Problem: Collect every line of the records that contains the word "mantis", treating case as significant.
**** Data for this exercise ****
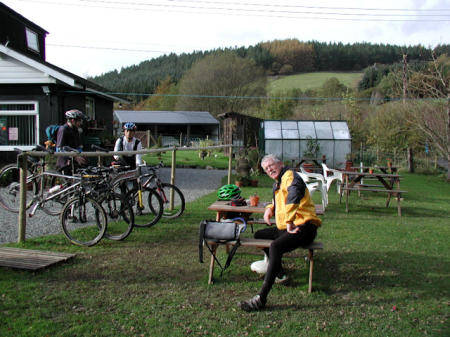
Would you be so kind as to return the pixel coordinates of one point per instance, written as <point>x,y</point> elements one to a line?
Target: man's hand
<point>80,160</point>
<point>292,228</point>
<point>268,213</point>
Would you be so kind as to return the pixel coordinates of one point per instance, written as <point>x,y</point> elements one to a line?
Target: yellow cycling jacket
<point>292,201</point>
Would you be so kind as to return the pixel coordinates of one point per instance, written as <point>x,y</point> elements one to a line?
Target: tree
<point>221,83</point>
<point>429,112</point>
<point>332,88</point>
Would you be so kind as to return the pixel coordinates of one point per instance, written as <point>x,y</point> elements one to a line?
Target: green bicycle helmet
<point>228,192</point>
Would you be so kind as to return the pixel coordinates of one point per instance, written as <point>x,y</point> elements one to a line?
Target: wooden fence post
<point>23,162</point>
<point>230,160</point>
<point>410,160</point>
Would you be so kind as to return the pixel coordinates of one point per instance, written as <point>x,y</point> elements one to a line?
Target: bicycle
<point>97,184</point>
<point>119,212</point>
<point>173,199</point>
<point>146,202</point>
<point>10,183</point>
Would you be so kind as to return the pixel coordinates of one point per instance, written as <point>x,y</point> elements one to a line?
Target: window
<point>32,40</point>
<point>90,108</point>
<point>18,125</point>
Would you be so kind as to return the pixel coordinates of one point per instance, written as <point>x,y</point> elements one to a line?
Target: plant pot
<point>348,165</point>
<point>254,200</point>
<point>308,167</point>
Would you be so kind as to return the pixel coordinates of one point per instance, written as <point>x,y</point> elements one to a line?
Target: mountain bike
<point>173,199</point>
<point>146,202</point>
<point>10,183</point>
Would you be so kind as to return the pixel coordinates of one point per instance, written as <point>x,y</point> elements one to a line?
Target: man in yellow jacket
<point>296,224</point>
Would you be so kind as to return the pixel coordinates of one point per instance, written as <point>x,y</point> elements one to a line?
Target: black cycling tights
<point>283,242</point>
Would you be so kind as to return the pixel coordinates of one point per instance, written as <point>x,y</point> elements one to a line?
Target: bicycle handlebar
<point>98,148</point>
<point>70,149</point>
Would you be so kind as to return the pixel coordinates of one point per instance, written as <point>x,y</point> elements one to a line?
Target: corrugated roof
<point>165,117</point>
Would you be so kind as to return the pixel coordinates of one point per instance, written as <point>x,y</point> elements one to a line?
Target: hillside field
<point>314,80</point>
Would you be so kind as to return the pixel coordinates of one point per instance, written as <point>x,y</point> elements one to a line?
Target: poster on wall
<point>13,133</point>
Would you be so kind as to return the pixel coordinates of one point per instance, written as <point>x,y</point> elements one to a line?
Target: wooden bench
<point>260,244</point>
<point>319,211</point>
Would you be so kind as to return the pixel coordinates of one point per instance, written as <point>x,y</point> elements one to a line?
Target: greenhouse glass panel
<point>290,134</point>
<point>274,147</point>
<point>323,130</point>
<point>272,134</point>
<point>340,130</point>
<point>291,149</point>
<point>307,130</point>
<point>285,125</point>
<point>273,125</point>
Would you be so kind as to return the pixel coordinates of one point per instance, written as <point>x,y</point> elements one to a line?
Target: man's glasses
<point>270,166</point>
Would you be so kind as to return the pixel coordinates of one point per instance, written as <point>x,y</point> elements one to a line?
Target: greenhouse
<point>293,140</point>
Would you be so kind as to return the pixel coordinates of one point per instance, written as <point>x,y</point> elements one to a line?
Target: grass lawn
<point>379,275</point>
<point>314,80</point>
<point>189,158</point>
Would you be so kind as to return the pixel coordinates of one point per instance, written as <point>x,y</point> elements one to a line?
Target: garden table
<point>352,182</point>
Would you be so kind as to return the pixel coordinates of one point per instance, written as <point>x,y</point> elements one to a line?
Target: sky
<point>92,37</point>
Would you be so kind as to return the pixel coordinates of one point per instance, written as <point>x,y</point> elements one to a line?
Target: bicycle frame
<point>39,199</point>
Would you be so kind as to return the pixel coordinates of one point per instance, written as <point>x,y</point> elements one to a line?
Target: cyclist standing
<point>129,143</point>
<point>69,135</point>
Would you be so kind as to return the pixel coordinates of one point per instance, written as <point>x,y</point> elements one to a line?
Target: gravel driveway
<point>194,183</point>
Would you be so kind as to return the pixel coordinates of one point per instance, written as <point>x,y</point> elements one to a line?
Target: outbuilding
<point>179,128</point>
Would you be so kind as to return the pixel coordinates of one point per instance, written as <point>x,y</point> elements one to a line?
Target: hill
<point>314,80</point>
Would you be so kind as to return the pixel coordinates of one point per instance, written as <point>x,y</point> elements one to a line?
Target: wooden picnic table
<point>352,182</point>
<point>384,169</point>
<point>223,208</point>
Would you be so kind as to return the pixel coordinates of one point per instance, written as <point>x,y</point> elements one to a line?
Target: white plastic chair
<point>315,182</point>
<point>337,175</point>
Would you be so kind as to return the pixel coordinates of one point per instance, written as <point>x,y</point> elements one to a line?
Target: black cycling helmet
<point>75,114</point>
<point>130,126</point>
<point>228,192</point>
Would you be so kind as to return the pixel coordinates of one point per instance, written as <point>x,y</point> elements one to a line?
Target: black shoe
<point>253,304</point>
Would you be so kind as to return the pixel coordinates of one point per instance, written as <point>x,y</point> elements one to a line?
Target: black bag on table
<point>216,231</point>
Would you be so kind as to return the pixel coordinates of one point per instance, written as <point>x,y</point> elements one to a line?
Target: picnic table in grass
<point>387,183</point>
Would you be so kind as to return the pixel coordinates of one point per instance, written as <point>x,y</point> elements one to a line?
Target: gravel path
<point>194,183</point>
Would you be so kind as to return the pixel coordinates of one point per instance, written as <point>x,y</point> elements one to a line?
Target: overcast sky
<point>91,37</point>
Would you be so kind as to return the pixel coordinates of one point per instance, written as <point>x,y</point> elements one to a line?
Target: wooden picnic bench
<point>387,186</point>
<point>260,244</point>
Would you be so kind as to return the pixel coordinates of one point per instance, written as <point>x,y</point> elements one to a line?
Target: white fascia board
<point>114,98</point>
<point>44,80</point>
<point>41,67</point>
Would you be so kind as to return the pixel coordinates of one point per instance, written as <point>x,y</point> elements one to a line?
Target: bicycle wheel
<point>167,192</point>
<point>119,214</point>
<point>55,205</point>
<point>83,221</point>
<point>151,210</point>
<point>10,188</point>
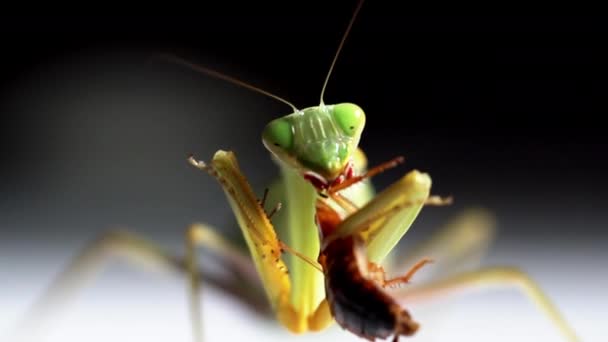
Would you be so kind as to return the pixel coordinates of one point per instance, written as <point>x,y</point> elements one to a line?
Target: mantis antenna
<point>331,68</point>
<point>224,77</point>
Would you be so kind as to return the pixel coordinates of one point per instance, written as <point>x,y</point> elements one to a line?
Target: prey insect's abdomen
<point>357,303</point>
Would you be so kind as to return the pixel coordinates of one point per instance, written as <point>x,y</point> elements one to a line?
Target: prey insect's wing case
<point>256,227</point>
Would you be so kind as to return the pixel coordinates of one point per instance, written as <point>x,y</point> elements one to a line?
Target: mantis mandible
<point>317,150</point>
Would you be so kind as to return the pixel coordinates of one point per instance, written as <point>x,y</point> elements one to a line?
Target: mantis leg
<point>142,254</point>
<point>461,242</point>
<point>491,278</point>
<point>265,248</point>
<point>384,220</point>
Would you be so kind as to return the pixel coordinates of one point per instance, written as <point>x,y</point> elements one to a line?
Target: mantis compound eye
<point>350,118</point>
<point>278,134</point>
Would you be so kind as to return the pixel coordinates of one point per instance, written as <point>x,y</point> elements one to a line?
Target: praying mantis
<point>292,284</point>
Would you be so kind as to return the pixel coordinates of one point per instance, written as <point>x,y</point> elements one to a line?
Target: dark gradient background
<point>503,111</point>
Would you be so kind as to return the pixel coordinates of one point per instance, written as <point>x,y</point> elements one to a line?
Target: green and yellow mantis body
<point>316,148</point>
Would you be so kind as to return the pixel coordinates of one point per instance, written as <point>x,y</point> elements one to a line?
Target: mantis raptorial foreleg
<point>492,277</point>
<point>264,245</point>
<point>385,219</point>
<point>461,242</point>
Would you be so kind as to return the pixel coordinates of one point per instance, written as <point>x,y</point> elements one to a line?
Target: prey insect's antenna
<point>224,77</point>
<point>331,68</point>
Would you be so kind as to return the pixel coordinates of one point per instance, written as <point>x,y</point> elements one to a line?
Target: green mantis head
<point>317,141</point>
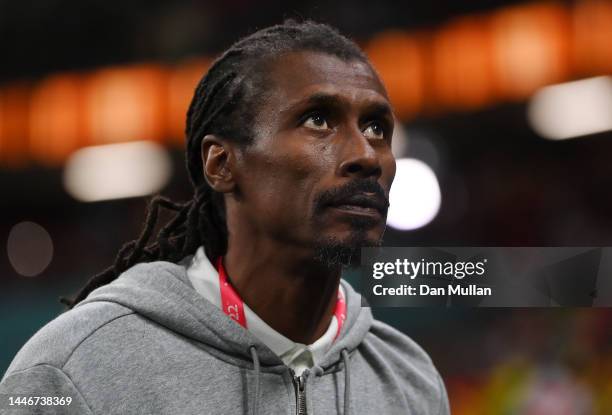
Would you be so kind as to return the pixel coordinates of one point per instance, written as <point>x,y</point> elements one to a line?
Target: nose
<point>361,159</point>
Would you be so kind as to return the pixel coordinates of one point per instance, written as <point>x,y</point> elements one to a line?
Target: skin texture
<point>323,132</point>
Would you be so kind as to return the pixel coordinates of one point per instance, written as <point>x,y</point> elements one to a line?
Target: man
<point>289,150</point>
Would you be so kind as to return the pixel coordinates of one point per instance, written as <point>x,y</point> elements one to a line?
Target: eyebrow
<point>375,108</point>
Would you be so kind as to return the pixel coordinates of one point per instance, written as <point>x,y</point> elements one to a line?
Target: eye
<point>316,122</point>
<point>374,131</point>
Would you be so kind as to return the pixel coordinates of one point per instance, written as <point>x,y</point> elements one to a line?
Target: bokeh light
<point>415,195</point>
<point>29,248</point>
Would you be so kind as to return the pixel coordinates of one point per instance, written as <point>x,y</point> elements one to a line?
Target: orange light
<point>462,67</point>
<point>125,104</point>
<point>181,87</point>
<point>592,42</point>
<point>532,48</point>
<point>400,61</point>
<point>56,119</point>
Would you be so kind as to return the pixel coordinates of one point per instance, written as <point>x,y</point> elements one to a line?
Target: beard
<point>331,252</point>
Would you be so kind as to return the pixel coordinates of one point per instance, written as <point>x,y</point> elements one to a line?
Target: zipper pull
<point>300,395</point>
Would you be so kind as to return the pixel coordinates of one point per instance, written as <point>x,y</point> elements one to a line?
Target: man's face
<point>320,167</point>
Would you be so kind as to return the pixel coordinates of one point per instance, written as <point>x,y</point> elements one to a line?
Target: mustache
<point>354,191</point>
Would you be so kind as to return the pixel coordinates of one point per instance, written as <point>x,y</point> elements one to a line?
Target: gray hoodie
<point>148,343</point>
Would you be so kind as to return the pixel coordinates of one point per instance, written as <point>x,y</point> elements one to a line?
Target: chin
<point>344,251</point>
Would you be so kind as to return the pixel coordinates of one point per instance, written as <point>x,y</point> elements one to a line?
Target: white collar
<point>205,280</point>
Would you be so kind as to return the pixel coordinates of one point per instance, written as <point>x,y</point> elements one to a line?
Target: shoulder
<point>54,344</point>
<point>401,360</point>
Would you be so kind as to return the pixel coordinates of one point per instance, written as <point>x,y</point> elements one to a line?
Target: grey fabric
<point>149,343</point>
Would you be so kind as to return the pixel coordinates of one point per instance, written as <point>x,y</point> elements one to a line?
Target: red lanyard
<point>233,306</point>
****
Task output:
Target: mantis antenna
Target: mantis mandible
Target: mantis leg
Target: mantis compound eye
Target: praying mantis
Target: green and yellow mantis body
Target: mantis raptorial foreleg
Target: green mantis head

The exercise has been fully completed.